Data records
-*-
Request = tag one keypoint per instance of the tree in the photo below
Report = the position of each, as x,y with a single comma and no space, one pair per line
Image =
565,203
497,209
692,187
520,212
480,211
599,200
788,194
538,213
-*-
TASK PROMPT: Please rewrite the rows above with "keypoint" swapped for "marker" and nothing else changed.

THE ANSWER:
Request = tag one marker per instance of the tree in the photo below
Report = the position of each, as x,y with a single comma and no space, one pair per line
Image =
565,203
497,209
692,187
520,212
480,211
599,200
788,194
538,213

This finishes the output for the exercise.